Chez Jean Bertrand, on progresse selon une trame mentale commune qu’on récite suivant l’humeur et le contexte. C’est un peu comme faire cours sans ses notes en sachant juste le nombre de chapitres et le temps imparti. La batterie constitue évidemment la clé de voûte de cette formation, toujours présente, toujours mouvante, souvent bancale, jamais pareille. Le 4/4, c’est démodé. On a fait le batteur, il en reste deux. À gauche, le trompettiste, l’électron libre. Il buffe, il réfléchit. Il envoie, il se tait. Il triffouille ses pédales et son ampli (la caution power trio) et en tire des sonorités, disons… sales. Savoir salir le son c’est tout un art… Et pour le rappel, il empoigne ses deux instruments simultanément, clin d’oeil à Roland Kirk et pied de nez aux ergonomes. À droite, le contrebassiste. Remarquablement efficace, coiffure deep. Il tient les rênes des deux précédents, tout en jonglant entre rythme et mélodie, entre ostinato et parcours du cœur. Enfin des doigts.

Et sinon euh… musicalement ? Eh bien musicalement Jean Patrick est dur à qualifier, peut-être même inqualifiable. C’est bruyant, nerveux, dur à anticiper. Donc excitant. A vrai dire c’est en prenant ses distances vis-a-vis des conventions (a fortiori en jazz) qu’on est le plus à même d’exprimer son originalité. Et donc de captiver un public suffisamment open pour ne pas se demander si il va aimer jusqu’à la fin. Après tout le « djaze » ça ressemble surtout à un voyage improvisé, et ce serait dommage de connaître l’itinéraire à l’avance. Bonne route les gars.

Données d'ancrage d'expressions référentielles:
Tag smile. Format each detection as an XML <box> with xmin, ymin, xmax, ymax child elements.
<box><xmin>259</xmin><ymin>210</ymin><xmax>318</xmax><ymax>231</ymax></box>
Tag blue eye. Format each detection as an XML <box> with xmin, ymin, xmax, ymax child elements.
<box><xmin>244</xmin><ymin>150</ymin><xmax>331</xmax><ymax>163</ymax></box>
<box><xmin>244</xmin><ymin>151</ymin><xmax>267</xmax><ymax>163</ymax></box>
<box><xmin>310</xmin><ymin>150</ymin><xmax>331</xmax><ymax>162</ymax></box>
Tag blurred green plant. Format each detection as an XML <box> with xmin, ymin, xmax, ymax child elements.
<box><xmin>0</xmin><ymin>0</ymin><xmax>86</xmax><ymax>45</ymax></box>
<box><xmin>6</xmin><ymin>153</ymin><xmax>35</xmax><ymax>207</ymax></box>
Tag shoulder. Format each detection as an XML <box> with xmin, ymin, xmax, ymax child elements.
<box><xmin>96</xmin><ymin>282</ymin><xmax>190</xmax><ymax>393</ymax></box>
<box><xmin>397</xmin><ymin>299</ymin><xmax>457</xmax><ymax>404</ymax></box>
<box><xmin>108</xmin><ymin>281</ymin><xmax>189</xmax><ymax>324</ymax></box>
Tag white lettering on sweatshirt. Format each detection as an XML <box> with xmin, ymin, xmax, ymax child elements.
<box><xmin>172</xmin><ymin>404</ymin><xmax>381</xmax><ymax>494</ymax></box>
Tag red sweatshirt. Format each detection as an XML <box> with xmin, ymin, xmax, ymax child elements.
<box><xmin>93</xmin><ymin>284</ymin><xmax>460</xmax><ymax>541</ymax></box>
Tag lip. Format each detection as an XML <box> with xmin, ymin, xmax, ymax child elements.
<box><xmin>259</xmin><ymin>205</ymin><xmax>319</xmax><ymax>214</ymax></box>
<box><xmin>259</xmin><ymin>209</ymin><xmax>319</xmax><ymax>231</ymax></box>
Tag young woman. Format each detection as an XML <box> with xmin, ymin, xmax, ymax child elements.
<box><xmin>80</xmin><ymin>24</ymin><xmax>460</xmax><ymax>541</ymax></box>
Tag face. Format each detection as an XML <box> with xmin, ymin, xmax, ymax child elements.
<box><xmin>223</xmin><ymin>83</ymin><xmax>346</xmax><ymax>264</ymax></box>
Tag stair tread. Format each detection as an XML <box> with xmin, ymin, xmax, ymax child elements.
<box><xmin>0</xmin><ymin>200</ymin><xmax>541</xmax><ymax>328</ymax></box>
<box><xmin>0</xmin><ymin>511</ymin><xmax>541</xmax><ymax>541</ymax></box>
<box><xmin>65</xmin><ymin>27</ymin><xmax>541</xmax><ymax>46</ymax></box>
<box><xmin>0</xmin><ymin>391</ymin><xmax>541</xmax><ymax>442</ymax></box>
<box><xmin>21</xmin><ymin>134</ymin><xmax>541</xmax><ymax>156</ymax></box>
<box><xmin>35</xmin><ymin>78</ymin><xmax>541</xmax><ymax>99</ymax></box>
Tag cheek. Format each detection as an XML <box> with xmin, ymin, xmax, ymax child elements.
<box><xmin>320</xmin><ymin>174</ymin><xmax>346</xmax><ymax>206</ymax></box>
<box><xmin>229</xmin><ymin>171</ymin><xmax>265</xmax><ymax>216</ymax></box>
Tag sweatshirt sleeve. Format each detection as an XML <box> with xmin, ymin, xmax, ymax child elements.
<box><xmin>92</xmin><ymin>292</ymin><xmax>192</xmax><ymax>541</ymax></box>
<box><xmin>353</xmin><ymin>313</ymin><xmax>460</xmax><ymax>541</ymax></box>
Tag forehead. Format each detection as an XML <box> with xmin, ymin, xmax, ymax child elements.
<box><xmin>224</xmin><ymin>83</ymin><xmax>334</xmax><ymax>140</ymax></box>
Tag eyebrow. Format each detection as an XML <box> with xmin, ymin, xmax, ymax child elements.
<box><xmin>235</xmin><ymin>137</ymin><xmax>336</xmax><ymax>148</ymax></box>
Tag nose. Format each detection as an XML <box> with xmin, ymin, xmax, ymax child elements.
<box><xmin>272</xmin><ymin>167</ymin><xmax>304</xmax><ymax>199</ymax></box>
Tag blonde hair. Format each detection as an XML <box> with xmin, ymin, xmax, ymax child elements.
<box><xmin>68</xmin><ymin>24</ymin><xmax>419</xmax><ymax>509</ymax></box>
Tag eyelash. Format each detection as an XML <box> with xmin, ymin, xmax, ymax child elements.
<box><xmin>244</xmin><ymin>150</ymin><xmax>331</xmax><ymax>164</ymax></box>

CONSIGNE:
Prolongez, s'il vous plaît, la critique du concert de jazz à partir de sa dernière phrase. Les lignes ne sont d'aucune utilité ici.

RÉPONSE:
MARC RIBOT. Petit événement à Dijon avec la présence de cet artiste rarement croisé sous nos latitudes. En effet, comme son nom ne l’indique pas, Marc Ribot est américain. Plus de trente ans qu’il arpente les scènes new-yorkaises, en incontournable depuis presque autant. Il a croisé tellement de beau monde qu’on vous renverra à son website pour vous laisser le constater. Mais tonite, c’est guitare solo.

Évidemment le type joue assis, mais il a l’air perché. Déjà, il s’installe dans une position plus qu’improbable pour faire corps avec son instrument, ses vibrations : tête baissée, le bras droit masquant presque intégralement la caisse. C’est marrant, ça lui donne des airs de Grand Condor. En même temps si Robert Crumb les dessine comme ça, il doit y avoir une raison. Les guitaristes, je veux dire.

Dès les premières notes, on sent qu’il va falloir s’accrocher, ne serait-ce que pour discerner un fragment de mélodie. C’est un vrai challenge de reconnaître les morceaux interprétés tant Ribot s’applique à les manipuler, comme pour éliminer un maximum de ressemblances avec l’image qu’on en aurait, ou qu’on en a si on croit le reconnaître. Encore une fois, s’éloigner des convenances… surtout, amener le public à se libérer pour mieux apprécier la performance présentement distillée.

On distingue quand même quelques classiques du répertoire traditionnel américain (il a joué Old Man River, j’en suis sûr), du jazz free (Coltrane, Ayler) et d’autres que Ribot a lui-même « déjà oubliés ». A force d’étirer, de triturer, de déstructurer les morceaux, bref à en transfigurer l’interprétation, il y a effectivement de quoi perdre le fil. J’aime mieux ne pas savoir ce qui se passe dans sa tête. C’est vrai, on sait jamais à quoi s’attendre avec des artistes aussi barrés (blague de guitariste, ndlr). Si ce n’est une démonstration de maîtrise et de feeling, tout de même.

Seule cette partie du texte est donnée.